--- Given request ---
Could you rewrite the records starting at the line that contains "You are given a photograph. For the person's leg" and ending at the end of the records, with "rubber floor mat" changed to "rubber mat" and everything else unchanged? Give back only those lines.
======== The records
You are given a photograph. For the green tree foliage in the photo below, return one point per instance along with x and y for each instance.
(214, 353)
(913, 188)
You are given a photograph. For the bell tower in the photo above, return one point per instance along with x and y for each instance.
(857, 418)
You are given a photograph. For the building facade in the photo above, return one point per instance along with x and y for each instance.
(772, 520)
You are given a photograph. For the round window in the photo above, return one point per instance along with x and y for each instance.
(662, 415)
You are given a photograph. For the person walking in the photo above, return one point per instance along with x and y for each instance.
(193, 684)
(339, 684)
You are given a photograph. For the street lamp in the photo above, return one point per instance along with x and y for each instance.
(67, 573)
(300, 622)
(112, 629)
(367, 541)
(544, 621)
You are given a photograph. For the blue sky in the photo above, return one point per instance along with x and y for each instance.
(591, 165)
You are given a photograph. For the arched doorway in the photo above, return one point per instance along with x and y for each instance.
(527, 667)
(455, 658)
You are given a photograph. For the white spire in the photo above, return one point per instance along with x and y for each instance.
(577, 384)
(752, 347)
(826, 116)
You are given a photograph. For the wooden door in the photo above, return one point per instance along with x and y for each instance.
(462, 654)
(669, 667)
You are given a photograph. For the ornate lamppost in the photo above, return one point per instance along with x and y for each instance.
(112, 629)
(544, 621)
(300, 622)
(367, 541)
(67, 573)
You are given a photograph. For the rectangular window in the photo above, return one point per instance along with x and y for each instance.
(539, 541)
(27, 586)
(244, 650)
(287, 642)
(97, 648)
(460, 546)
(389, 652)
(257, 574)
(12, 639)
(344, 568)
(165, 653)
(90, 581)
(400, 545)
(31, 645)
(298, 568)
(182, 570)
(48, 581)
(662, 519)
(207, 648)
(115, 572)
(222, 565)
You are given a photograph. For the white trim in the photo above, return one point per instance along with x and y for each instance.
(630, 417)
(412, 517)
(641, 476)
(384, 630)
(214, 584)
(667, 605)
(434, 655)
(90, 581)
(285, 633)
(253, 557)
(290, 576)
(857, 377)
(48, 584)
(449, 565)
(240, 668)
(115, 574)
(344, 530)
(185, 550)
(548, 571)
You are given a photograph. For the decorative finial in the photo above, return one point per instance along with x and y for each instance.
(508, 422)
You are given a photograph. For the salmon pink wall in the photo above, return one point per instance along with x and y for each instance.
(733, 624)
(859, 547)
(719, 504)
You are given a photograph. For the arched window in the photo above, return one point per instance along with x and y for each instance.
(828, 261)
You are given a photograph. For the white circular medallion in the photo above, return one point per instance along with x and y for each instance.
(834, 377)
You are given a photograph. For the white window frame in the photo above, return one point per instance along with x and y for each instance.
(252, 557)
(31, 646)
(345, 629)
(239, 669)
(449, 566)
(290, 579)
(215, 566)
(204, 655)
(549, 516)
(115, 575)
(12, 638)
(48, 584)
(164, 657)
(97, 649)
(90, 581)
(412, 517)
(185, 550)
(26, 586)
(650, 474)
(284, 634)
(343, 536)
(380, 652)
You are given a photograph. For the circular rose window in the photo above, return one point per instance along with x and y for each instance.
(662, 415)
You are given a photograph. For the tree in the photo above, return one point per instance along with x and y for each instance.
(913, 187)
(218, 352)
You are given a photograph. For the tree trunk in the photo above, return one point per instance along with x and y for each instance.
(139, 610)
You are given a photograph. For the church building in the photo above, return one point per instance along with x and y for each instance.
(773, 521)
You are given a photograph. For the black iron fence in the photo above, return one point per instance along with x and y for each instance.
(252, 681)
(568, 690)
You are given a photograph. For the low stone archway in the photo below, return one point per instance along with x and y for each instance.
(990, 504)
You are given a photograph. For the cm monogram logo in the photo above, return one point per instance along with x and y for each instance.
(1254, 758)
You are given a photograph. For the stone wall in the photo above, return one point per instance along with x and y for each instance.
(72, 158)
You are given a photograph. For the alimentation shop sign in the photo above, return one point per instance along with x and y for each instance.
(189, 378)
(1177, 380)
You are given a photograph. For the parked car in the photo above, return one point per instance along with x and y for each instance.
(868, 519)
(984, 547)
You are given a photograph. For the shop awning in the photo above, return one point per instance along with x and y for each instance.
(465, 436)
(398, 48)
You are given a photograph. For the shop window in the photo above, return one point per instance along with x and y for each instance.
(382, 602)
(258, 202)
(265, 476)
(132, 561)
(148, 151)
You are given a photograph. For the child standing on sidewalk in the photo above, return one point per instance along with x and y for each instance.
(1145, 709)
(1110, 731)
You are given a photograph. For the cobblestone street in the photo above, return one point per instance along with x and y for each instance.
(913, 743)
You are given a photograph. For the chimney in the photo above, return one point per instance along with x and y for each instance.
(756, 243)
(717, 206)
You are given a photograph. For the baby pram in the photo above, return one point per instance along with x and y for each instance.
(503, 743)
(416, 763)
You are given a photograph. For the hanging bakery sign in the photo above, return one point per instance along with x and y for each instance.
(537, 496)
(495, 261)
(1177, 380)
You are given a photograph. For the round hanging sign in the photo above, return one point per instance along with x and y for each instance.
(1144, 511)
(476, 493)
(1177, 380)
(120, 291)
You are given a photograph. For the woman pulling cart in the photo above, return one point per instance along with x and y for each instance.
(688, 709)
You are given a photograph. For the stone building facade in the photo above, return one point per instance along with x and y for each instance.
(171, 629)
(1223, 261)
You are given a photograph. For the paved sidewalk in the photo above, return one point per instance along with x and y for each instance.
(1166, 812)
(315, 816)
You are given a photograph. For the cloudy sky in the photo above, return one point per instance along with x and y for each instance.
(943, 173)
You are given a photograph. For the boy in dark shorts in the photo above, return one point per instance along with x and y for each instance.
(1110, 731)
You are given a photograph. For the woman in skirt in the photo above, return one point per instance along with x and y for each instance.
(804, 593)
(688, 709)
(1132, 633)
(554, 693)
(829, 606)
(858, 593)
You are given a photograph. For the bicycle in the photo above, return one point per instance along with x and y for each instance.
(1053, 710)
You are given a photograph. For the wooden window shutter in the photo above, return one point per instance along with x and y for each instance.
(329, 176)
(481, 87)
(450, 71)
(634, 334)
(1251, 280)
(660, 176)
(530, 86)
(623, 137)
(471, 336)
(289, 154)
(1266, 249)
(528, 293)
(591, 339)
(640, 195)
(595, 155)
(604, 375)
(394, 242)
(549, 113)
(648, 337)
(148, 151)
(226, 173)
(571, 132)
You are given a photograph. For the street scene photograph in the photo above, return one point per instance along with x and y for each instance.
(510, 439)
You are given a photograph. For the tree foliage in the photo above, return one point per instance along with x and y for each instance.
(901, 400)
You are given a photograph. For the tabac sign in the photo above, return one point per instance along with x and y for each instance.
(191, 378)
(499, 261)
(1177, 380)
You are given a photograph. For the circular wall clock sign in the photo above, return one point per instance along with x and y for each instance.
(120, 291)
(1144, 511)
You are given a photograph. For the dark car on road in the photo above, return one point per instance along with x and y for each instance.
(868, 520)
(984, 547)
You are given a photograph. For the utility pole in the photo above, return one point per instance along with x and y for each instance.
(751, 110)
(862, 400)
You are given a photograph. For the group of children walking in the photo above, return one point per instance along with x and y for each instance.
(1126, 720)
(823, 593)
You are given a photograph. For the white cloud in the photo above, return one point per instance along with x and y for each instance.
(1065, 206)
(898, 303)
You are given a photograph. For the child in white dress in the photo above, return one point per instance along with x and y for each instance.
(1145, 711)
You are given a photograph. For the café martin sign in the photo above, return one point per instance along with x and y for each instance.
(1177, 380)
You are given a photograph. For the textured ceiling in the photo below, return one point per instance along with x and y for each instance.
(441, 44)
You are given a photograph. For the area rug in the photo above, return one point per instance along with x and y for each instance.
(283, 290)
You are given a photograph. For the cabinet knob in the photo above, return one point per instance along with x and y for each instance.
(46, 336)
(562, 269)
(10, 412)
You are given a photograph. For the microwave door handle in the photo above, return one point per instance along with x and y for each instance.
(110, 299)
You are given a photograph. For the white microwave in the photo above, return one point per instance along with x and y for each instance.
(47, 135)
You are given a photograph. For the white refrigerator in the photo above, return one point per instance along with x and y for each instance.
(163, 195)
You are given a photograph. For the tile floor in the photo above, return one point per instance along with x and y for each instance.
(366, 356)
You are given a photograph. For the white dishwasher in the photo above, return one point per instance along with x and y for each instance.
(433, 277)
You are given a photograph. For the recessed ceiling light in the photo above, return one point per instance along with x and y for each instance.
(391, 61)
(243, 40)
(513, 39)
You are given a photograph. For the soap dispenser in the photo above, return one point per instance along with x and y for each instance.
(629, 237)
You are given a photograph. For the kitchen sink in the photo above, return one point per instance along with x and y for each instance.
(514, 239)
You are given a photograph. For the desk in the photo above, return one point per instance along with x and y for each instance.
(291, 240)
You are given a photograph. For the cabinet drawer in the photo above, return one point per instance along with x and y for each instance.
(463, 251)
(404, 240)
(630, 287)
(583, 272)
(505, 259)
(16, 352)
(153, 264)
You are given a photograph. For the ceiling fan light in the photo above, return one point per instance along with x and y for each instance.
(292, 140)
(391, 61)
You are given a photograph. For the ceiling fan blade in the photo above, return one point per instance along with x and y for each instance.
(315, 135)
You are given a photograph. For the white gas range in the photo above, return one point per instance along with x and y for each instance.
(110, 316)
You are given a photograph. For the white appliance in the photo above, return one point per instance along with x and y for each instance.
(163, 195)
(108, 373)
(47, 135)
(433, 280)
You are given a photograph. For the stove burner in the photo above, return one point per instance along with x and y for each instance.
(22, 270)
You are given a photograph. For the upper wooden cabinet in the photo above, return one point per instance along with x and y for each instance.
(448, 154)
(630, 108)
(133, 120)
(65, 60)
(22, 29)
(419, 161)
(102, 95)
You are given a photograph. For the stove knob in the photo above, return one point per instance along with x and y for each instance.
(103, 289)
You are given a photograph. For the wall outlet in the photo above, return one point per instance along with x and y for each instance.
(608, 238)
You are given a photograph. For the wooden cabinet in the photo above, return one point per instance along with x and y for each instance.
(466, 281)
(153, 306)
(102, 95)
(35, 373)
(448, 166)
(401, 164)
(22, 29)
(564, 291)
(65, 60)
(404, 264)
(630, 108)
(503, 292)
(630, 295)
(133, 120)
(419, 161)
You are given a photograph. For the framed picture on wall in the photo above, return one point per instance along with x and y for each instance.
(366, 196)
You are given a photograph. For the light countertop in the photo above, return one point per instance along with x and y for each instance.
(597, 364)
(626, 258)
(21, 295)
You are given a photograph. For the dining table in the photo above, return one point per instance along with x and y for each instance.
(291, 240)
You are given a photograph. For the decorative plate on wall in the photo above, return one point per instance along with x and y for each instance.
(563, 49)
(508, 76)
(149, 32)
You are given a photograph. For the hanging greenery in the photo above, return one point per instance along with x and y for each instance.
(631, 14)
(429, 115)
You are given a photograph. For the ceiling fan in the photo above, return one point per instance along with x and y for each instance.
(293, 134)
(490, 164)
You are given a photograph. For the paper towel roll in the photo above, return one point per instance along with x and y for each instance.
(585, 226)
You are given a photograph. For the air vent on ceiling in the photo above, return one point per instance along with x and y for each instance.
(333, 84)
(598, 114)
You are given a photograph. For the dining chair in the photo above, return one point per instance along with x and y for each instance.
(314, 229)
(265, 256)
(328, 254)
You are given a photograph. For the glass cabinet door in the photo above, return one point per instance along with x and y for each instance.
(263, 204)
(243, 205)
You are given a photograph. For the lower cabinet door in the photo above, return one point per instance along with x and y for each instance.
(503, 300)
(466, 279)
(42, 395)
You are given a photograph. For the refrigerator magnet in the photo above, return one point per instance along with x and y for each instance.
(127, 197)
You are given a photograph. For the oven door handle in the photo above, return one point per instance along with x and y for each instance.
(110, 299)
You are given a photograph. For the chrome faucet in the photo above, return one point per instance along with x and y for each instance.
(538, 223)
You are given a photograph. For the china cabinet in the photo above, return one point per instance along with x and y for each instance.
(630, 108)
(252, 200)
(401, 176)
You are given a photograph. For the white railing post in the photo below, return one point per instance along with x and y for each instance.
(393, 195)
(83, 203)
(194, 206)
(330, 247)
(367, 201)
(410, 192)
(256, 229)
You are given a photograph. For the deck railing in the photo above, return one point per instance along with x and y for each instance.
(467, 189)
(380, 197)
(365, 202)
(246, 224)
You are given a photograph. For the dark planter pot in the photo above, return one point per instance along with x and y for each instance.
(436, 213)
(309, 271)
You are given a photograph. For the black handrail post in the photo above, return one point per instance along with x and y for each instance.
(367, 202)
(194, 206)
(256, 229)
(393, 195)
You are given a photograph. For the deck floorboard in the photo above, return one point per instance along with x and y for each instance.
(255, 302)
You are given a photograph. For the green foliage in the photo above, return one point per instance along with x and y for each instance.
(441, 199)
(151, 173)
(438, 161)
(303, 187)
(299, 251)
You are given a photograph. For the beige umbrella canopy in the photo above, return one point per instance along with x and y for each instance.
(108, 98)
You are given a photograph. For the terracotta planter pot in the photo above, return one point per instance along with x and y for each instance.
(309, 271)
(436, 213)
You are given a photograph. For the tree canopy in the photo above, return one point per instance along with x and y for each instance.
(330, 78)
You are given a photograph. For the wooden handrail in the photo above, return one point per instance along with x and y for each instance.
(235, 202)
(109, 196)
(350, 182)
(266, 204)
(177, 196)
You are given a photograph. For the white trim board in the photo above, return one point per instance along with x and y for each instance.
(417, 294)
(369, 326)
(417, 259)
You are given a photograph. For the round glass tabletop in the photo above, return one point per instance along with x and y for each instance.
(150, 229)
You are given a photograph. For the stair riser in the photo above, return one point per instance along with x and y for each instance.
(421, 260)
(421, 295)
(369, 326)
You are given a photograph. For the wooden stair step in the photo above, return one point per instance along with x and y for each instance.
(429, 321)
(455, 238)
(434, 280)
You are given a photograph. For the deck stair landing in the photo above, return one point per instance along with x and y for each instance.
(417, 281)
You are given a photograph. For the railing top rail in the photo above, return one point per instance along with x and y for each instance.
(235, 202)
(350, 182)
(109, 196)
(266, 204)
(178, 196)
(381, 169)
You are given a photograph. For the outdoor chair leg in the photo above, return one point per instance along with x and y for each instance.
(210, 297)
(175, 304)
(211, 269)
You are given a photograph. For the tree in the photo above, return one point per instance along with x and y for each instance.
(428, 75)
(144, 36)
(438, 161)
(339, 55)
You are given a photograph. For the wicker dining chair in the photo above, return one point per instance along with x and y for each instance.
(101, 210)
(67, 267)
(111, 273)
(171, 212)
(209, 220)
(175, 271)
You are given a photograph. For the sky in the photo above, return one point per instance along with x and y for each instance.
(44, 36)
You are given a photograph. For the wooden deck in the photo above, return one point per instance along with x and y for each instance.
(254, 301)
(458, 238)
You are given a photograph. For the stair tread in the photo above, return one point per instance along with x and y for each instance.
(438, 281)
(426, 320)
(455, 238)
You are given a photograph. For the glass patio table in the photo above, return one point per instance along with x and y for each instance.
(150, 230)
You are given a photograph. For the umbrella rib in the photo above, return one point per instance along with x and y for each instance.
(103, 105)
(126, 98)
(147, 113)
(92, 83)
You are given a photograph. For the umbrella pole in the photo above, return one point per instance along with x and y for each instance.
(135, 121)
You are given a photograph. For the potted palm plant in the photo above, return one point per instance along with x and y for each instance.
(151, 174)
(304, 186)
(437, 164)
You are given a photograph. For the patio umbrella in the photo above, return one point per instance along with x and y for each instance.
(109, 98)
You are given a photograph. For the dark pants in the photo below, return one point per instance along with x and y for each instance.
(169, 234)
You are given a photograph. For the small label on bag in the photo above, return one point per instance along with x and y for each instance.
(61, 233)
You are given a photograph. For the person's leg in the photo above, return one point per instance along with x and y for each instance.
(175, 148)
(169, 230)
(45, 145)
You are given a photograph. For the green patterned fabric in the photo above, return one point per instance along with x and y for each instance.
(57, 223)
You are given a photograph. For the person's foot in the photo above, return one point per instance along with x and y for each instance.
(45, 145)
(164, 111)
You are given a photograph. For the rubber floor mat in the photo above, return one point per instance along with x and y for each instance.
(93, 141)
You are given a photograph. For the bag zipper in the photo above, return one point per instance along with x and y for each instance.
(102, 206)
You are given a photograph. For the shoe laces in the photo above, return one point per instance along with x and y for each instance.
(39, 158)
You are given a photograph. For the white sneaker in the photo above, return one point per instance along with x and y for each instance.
================
--- Exercise solution ---
You are given a photograph. For the person's leg in the photo above, return one point per instance along with x and y for each instance.
(175, 148)
(169, 230)
(45, 145)
You are given a photograph. For the green patterned fabric in the photo above, return one point per instance along with x and y for each instance.
(57, 223)
You are given a photograph. For the person's foot in the photo above, return one point per instance along with x and y for each instance.
(45, 145)
(164, 111)
You are given a photograph. For the rubber mat in the photo above, return one point per instance along with x and y for each instance.
(93, 141)
You are given a photograph. For the bag zipper in the photo above, return one point per instance along with x and y for each instance.
(102, 206)
You are given a photograph. For the shoe laces in the photo above, return one point per instance along with x and y for each instance.
(39, 158)
You are given a photograph. For the white sneaker in the photo above, return one point per instance along with x and y for each instance.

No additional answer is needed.